> [Teks Kutipan]:
━━━

User Tools

Site Tools


peraturan:pp:7tahun1995
                   PERATURAN PEMERINTAH REPUBLIK INDONESIA
                       NOMOR 7 TAHUN 1995

                        TENTANG

                       PERUBAHAN TARIF BEA METERAI

                       PRESIDEN REPUBLIK INDONESIA,

Menimbang   :

bahwa sehubungan dengan pertumbuhan ekonomi yang telah dicapai sebagai bagian dari hasil pembangunan, 
serta masih diperlukannya dana yang  cukup besar untuk melanjutkan pembangunan yang sumbernya 
sebagian besar dari sektor perpajakan, maka dipandang perlu untuk mengatur kembali mengenai besarnya 
tarif bea meterai

Mengingat   :

1.  Pasal 5 ayat (2) Undang-Undang Dasar 1945;
2.  Undang-Undang Nomor 6 TAHUN 1983 tentang Ketentuan Umum dan Tata Cara Perpajakan (Lembaran 
    Negara Tahun 1983 Nomor 49, Tambahan Lembaran Negara Nomor 3262), sebagai mana telah diubah 
    dengan Undang-Undang Nomor 9 TAHUN 1994 (Lembaran Negara Tahun 1994 Nomor 59, Tambahan 
    Lembaran Negara 3566);
3.  Undang-Undang Nomor 13 TAHUN 1985 tentang Bea Meterai (Lembaran Negara Tahun 1985 Nomor 69, 
    Tambahan Lembaran Negara Nomor 3313)

                            MEMUTUSKAN :

Menetapkan  :

PERATURAN PEMERINTAH REPUBLIK INDONESIA TENTANG PERUBAHAN TARIF BEA METERAI.

━━━

> [Petunjuk]:
Tentukan apakah tiap pernyataan di bawah ini sesuai dengan peraturan tentang tarif bea meterai di atas. Jawab ya atau tidak, lalu kutip kata-kata dari peraturan itu yang menjadi dasarnya.
(a) Peraturan ini bernomor 7 tahun 1995.
(b) Undang-Undang Nomor 6 Tahun 1983 mengatur tentang bea meterai.
(c) Dana untuk melanjutkan pembangunan sebagian besar bersumber dari sektor perpajakan.

━━━

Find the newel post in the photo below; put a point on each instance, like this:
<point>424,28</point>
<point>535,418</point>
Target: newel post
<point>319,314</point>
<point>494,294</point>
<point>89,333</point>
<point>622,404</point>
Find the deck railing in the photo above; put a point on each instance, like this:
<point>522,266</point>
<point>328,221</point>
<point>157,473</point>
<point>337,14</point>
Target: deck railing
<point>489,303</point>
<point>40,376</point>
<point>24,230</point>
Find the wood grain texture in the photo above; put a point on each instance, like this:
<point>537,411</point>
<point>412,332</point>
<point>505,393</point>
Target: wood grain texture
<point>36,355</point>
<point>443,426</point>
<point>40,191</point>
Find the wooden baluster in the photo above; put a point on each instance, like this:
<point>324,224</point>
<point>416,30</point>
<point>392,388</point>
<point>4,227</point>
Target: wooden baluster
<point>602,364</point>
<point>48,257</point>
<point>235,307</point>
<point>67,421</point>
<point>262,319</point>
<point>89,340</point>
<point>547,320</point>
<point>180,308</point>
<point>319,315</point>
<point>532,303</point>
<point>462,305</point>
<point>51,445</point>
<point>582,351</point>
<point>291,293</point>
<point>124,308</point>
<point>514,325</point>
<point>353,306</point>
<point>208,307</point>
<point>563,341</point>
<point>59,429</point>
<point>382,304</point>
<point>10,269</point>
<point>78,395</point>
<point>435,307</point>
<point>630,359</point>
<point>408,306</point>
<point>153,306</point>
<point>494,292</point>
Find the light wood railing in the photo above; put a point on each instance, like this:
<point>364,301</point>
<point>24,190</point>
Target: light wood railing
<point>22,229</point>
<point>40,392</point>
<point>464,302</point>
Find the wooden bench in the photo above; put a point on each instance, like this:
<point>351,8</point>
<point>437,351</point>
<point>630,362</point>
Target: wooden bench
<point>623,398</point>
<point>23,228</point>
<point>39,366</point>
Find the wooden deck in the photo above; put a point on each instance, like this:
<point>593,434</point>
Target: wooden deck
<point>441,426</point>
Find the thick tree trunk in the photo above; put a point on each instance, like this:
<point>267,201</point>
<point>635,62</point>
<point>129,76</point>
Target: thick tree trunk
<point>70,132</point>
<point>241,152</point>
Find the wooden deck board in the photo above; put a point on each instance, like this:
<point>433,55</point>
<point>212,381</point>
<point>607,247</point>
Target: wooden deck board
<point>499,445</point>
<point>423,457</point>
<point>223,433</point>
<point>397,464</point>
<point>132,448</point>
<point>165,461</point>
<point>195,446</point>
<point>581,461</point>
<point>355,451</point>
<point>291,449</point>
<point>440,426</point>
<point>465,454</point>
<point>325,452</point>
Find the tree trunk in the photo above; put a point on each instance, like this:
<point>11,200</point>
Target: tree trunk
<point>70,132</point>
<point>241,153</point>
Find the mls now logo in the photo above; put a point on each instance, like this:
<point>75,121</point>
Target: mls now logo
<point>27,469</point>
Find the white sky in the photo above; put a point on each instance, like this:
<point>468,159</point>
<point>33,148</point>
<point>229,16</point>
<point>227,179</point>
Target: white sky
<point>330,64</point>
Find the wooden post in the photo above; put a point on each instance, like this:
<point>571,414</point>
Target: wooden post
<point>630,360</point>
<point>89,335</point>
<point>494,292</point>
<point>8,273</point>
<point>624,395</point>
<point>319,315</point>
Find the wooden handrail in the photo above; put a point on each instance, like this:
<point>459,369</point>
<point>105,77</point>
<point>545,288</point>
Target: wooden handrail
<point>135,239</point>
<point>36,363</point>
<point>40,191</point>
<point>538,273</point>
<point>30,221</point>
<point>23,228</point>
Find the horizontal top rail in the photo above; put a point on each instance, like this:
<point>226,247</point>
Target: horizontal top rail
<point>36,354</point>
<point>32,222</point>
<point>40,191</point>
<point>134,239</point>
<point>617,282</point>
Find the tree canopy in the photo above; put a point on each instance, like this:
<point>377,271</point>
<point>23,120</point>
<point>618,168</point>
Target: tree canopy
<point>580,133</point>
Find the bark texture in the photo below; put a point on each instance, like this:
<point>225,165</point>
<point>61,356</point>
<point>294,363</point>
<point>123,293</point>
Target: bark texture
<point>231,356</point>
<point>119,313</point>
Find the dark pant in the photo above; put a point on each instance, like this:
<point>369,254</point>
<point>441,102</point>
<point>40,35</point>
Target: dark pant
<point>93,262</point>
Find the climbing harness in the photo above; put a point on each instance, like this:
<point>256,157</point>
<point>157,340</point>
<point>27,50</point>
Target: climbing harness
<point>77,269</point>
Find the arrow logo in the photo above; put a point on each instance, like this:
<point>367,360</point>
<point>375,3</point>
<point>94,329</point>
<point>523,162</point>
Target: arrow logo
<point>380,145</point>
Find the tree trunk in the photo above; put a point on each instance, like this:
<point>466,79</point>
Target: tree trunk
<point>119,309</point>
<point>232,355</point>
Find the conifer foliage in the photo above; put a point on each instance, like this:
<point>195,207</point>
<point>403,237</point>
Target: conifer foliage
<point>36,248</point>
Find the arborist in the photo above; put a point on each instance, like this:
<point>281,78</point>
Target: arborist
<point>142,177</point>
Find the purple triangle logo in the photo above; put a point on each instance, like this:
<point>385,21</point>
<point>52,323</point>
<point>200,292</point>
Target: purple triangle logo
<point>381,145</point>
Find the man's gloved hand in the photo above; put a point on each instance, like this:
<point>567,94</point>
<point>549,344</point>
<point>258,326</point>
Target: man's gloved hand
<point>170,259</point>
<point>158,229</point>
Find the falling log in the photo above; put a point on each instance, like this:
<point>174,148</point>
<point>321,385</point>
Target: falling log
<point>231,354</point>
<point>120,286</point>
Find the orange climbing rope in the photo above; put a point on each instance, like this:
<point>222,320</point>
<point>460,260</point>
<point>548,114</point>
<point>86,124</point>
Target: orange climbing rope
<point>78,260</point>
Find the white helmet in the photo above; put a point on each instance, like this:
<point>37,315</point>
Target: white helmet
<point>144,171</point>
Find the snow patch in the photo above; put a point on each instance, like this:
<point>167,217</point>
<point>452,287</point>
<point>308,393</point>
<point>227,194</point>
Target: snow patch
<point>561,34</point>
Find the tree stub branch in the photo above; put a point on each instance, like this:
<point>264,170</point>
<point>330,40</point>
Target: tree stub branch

━━━

> [Jawaban Latihan]:
(a) Ya: "NOMOR 7 TAHUN 1995"
(b) Tidak: "Undang-Undang Nomor 6 TAHUN 1983 tentang Ketentuan Umum dan Tata Cara Perpajakan"
(c) Ya: "sumbernya sebagian besar dari sektor perpajakan"